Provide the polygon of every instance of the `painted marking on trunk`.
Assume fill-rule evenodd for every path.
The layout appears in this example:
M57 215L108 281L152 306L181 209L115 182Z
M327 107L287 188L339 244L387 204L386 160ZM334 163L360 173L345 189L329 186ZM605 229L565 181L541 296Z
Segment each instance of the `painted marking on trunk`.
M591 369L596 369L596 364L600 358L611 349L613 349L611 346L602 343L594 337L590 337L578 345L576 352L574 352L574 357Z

+===+

## Your task
Whenever "every" occurs in a line of the entries, copy that line.

## Answer to the exercise
Provide the polygon of every instance of the `painted marking on trunk`.
Assume fill-rule evenodd for every path.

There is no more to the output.